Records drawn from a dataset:
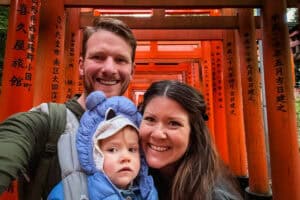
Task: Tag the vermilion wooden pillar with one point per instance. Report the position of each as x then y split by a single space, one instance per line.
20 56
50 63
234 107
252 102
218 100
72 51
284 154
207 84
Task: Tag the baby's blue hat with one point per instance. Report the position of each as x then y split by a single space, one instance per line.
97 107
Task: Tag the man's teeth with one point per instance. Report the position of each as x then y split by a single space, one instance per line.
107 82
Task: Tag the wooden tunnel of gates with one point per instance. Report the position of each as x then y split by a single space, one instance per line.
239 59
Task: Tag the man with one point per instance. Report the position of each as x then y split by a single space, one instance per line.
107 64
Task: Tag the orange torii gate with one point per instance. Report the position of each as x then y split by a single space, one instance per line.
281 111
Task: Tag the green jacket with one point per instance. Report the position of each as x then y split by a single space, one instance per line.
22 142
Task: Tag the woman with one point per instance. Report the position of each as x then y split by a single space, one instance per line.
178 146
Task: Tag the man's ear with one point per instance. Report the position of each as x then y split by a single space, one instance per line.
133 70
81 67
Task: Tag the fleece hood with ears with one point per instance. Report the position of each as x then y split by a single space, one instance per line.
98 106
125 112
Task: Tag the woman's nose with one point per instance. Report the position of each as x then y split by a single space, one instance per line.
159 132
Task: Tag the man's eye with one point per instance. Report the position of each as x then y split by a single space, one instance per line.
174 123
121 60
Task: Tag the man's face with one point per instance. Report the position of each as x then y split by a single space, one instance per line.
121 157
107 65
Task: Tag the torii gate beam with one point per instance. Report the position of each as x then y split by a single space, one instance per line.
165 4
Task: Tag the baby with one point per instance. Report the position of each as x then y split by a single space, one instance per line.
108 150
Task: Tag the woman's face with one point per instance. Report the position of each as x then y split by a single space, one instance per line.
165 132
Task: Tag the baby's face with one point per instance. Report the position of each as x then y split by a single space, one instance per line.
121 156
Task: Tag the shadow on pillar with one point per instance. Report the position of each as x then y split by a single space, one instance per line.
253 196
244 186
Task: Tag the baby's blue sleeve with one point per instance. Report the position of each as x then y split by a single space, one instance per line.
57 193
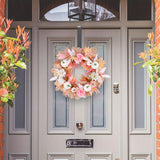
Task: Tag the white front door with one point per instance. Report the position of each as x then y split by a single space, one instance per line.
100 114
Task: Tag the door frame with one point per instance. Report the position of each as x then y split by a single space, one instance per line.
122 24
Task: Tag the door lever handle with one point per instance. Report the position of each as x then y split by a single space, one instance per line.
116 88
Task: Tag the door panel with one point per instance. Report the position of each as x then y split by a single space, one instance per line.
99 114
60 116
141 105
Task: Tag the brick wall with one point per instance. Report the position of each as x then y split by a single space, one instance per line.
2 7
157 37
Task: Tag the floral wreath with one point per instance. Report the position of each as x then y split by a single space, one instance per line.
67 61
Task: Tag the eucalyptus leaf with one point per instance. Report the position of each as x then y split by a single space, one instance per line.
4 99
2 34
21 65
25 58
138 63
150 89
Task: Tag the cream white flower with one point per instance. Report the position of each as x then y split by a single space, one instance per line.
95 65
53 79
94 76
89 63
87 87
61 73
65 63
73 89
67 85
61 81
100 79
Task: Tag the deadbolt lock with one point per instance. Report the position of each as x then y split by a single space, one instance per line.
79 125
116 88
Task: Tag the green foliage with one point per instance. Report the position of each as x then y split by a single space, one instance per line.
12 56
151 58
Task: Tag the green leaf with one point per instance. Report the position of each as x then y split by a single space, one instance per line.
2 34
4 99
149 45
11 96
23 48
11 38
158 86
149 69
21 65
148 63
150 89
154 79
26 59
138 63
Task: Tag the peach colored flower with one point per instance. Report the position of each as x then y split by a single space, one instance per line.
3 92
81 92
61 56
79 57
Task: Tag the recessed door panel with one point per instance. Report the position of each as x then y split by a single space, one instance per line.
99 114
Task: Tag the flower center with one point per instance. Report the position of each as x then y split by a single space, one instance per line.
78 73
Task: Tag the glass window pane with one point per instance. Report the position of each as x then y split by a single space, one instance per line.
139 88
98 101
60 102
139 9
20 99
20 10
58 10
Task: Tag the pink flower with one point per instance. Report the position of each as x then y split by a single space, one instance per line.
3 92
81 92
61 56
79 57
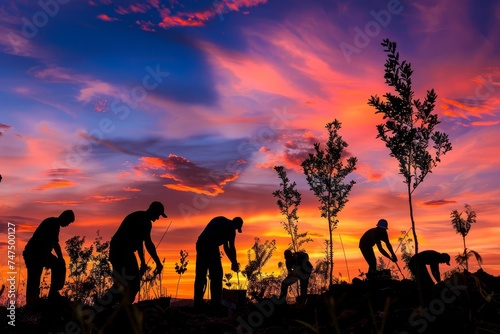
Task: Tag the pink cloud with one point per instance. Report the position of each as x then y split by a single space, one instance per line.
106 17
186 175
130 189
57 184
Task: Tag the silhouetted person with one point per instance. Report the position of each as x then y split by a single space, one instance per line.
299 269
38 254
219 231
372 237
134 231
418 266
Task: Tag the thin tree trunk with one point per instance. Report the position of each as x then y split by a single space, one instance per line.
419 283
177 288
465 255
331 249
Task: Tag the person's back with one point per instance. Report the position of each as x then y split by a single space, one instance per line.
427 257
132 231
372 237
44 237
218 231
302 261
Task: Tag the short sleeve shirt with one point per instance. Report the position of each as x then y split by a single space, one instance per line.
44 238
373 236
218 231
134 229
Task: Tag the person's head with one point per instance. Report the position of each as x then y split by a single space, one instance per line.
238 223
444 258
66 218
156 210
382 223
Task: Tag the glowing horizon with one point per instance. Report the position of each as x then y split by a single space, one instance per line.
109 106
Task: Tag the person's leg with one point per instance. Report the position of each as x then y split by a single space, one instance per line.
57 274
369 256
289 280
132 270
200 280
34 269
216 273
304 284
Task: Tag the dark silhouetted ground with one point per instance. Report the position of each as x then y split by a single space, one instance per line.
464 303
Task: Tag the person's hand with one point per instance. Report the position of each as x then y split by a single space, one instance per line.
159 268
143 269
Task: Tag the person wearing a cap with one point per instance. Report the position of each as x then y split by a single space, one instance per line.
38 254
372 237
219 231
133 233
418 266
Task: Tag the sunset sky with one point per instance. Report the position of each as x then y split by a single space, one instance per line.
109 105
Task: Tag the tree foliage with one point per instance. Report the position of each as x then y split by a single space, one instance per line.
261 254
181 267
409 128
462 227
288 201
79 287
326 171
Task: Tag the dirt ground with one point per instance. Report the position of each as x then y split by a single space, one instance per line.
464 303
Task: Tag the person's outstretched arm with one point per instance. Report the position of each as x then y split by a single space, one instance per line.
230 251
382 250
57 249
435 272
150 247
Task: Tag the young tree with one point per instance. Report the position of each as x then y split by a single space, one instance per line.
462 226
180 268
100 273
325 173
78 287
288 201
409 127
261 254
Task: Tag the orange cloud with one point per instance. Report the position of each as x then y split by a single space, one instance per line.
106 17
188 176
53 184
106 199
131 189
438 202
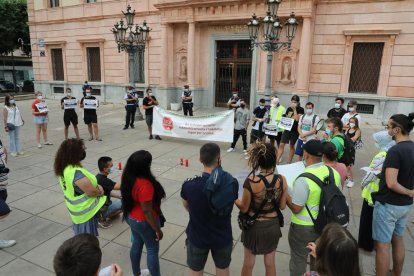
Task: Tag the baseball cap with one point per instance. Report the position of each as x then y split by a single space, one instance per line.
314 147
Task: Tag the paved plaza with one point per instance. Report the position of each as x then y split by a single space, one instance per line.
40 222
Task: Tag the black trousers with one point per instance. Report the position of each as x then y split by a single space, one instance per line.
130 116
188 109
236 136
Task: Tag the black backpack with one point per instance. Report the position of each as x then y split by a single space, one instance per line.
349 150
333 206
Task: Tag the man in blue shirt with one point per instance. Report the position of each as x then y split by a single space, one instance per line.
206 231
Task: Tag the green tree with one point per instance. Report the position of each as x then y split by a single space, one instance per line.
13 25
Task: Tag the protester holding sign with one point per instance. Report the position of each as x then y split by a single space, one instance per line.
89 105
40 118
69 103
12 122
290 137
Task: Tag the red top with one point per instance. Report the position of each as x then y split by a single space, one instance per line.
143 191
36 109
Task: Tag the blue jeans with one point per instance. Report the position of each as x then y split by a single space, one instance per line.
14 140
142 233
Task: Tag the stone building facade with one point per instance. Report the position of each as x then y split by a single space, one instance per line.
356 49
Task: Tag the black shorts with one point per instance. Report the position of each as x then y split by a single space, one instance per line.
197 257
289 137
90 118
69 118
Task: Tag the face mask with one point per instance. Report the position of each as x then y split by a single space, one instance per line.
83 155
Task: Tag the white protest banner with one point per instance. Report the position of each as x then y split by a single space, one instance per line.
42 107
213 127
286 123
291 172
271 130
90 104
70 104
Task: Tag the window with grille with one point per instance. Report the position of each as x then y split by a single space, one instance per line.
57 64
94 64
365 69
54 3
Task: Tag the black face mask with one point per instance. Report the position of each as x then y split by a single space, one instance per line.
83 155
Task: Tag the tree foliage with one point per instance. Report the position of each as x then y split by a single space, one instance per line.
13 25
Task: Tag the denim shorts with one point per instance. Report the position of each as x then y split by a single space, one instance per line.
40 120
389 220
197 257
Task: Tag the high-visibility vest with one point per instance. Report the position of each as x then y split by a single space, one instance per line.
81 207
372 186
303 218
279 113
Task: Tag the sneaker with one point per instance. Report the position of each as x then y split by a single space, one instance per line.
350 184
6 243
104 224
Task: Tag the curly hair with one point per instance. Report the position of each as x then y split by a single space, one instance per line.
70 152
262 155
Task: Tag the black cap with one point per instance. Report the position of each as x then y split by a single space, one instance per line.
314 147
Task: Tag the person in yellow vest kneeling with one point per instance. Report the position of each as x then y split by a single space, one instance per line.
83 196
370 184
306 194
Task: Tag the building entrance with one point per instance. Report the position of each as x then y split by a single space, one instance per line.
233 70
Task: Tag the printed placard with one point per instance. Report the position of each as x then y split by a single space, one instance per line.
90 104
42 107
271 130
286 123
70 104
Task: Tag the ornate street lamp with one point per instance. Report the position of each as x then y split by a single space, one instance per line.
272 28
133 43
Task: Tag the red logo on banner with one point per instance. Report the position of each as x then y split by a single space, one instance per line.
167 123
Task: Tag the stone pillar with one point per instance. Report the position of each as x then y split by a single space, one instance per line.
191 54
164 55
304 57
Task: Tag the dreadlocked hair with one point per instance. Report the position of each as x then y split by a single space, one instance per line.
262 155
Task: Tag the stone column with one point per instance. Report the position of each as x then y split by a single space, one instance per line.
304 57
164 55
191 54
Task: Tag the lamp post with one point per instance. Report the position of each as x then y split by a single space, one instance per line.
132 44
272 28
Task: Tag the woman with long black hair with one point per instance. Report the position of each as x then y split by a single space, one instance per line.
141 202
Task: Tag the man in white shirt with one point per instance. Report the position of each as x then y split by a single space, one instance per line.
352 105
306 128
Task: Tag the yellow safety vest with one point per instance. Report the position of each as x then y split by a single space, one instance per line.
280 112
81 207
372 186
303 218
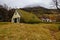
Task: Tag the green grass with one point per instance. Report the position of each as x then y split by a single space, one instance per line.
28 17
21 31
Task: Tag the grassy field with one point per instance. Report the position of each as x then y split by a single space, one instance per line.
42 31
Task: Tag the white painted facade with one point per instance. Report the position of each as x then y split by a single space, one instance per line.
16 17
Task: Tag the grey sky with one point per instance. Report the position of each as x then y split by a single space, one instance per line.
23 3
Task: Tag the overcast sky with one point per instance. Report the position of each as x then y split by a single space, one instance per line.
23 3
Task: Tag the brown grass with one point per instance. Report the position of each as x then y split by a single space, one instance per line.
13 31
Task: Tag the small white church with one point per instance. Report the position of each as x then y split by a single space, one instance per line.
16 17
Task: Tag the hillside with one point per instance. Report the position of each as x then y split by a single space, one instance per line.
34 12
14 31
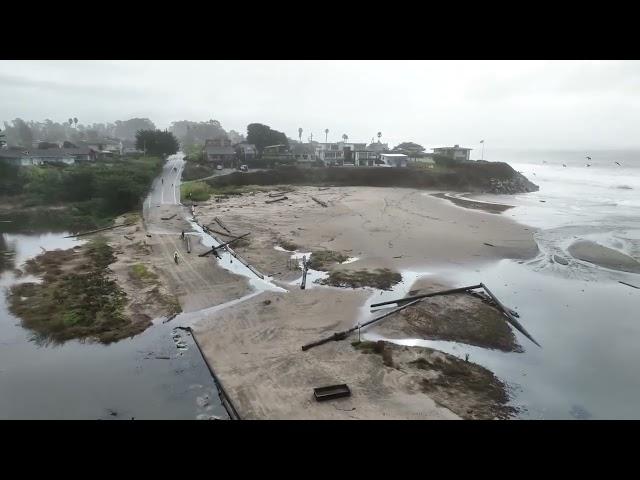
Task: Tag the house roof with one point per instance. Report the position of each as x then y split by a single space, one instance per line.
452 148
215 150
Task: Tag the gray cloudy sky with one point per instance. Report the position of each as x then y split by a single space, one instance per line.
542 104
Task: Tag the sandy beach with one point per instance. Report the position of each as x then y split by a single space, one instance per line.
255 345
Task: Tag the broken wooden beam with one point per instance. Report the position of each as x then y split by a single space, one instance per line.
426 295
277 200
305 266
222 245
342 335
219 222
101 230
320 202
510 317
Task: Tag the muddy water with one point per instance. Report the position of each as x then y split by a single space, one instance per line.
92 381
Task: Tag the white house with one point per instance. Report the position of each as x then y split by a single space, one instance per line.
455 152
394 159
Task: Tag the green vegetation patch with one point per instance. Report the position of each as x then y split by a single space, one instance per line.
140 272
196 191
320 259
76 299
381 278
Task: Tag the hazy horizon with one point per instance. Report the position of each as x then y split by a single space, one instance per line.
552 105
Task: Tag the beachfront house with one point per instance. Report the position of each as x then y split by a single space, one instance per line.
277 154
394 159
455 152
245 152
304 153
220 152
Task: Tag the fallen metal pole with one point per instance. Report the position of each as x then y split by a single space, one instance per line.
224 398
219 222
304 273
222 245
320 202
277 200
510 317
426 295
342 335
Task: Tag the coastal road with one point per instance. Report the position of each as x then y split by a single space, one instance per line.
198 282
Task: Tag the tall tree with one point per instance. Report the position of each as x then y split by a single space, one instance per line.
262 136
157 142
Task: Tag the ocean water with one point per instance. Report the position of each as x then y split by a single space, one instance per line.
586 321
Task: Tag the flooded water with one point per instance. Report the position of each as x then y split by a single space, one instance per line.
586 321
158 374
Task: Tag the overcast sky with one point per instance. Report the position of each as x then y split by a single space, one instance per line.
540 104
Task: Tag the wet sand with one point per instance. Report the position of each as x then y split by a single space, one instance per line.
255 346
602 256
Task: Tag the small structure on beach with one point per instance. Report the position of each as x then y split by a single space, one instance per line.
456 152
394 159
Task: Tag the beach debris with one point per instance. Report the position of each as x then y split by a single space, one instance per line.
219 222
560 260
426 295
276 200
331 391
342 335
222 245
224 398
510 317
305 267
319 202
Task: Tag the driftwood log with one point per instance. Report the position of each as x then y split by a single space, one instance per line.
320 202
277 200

• _Exercise aim_: Output exactly the lines from the one containing "Task: Tag the small structure" through the last line of the records, both included. Output nothing else.

• _Result for this task_:
Task: Tag the small structure on beach with one point per instance. Report the position of each as x then y split by a single space, one instance per line.
456 152
394 159
Task: Tag the beach debris with one point per instance. Report the position of each as x then y split by a single space, one instance per line.
219 222
560 260
426 295
276 200
331 391
342 335
222 245
224 398
510 317
305 267
319 202
Task: Tag the driftwood log with one point per instance. Report the position of each as x then y split by a single space, one instance per line.
320 202
277 200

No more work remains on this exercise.